▶ [Source document]
Thursday, April 4, 2013

Talk at Spring 2013 CNI

Kris Carpenter Negulescu and I gave talks at the Spring 2013 CNI meeting in a project briefing entitled "Its Not Your Grandfather's Web Any Longer". They were based on the workshop we ran at the 2012 IIPC meeting at the Library of Congress looking at the problems of harvesting and preserving the future Web. I talked about the problems the workshop identified and Kris talked about the solutions people are working on. Below the fold is an edited text of my part of the talk with links to the sources.

DEC 340 display
I am a grandfather and I'm old enough to remember the Web the way it was. Actually, I'm old enough to remember back long before there was a Web. About this time in 2015 will be the 50th anniversary of the first program I ever wrote. A couple of years later I started life as a Cambridge undergraduate and encountered computer graphics on a PDP-7 with a DEC 340 display. Just before that, one of the smartest people I ever ended up meeting co-authored a paper on computer graphics entitled On the Design of Display Processors. (also here). Ivan Sutherland introduced the Wheel of Reincarnation as applied to graphics hardware; the idea that the hardware design was cyclical, oscillating between a fixed-function I/O peripheral that over time grew into a programmable I/O processor that over time grew into a fully-functional computer driving a fixed-function display.

Virtua Fighter on NV1
GeForce GTX280
The wheel is still rolling along, if a bit slower than in Ivan's day. When we started NVIDIA 20 years ago we designed a fixed-function graphics chip, whereas almost all of our competitors designed fully programmable graphics chips. It was one of the key performance advantages that allowed us to get, for the first time ever, arcade games running at full frame rate on a PC. This is Sega's Virtua Fighter on NV1, preserved on YouTube. The bottleneck was the framebuffer memory; we used every available memory cycle to render graphics, they had to waste some proportion of the memory cycles fetching instructions for their processor from the framebuffer. Now, of course, NVIDIA's chips are fully programmable GPUs. In 20 years they have gone half-way round the wheel, from fixed-function to programmable.

The wheel also applies to graphics and user interface software. The early window systems, such as SunView and the Andrew window system, were libraries of fixed functions, as was the X Window System. James Gosling and I tried to move a half-turn around the wheel with NeWS, which was a user interface environment fully programmable in PostScript, but we were premature. 12/1/98
What has this to do with the Web? The half-turn around the wheel that James & I couldn't manage has happened to the Web. The Web that Tim Berners-Lee invented was a practical implementation of Ted Nelson's utopian concept of Xanadu, a web of documents connected by hyperlinks, encoded in a fixed-function document description language. That Web was relatively easy to ingest for preservation, because a crawler could visit the page, find the links in it, and follow them to other pages it needed to ingest. And it was relatively easy to preserve once ingested, because the content of each document changed infrequently, so two visits in succession would probably obtain the same content. The phenomenal success of the Internet Archive was based on this model. Here, from the Wayback Machine, is the front page of BBC News from more than 15 years ago. The only really difficult aspect of the problem was dissemination, replaying the collected content so that the links resolved to their preserved targets, wherever they were available, rather than their current targets. It wasn't until the recent work of Herbert van de Sompel, Michael Nelson and the Memento team that this was resolved.

▶ [Record set]
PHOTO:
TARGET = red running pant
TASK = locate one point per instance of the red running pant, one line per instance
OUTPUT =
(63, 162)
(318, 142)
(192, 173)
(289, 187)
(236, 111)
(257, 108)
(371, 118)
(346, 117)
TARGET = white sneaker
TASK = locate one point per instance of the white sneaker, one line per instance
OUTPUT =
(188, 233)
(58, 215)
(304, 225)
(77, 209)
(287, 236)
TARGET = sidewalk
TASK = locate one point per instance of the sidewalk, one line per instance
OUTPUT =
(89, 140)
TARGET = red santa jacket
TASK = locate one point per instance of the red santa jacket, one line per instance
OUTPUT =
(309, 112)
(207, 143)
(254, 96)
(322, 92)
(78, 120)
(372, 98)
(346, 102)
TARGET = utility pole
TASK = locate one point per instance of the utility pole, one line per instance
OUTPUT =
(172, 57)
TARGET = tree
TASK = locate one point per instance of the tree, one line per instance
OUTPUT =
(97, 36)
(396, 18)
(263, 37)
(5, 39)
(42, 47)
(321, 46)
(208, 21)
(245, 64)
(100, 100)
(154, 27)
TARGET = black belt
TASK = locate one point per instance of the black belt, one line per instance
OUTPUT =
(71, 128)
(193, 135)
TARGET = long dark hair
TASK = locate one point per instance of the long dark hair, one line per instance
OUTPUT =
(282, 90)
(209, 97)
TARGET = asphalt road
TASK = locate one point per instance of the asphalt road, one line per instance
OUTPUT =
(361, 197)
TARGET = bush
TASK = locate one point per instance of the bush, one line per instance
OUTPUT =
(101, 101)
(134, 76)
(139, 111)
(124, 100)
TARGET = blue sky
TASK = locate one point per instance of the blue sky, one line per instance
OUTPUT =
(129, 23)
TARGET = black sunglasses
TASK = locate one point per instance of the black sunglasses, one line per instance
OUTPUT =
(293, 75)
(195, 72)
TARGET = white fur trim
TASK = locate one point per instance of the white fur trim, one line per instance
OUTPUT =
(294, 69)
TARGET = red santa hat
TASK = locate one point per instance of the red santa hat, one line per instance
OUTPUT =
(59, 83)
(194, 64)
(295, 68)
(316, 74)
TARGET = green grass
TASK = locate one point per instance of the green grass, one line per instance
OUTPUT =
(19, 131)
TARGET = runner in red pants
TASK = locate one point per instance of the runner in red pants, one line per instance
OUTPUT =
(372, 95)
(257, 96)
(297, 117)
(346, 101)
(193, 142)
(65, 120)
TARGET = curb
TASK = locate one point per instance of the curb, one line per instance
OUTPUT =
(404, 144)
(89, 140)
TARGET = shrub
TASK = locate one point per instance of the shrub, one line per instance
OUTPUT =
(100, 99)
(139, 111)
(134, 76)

▶ [Written instruction] Can you pick up the web-preservation talk text above and continue it from where it stops?

▶ [Answer to the problem]
Visiting the New York Times
But, as we should have predicted based on this history, the Web we all use today is a half-turn around the wheel from that Web. That Web's primary language was HTML, a document description language. The browser downloaded documents and rendered the fixed set of primitives they contained. Browsers still do that, of course. Once network protocols like HTTP and HTML become widely used, they can't be changed in incompatible ways. But mostly what they do is download and run programs in the current Web's primary language, Javascript. Javascript is a programming language, not a document description language. Your browser is only incidentally a document rendering engine, its primary function is as a virtual machine. I use a Firefox plugin called NoScript; this screen grab shows that at least 11 sites wanted to run programs in my browser as I visited the front page of the New York Times a couple of weeks ago.

Kris and I organized a workshop last year to look at the problems the evolution of the Web poses for attempts to collect and preserve it. Here is the list of problem areas the workshop identified:
  • Database driven features & functions
  • Complex/variable URI formats & inconsistent/variable link implementations
  • Dynamically generated, ever changing, URIs
  • Rich Media
  • Scripted, incremental display & page loading mechanisms
  • Scripted, HTML forms
  • Multi-­sourced, embedded material
  • Dynamic login/auth services: captchas, cross-­site/social authentication, & user-­sensitive embeds
  • Alternate display based on user agent or other parameters
  • Exclusions by convention
  • Exclusions by design
  • Server side scripts & remote procedure calls
  • HTML5 "web sockets"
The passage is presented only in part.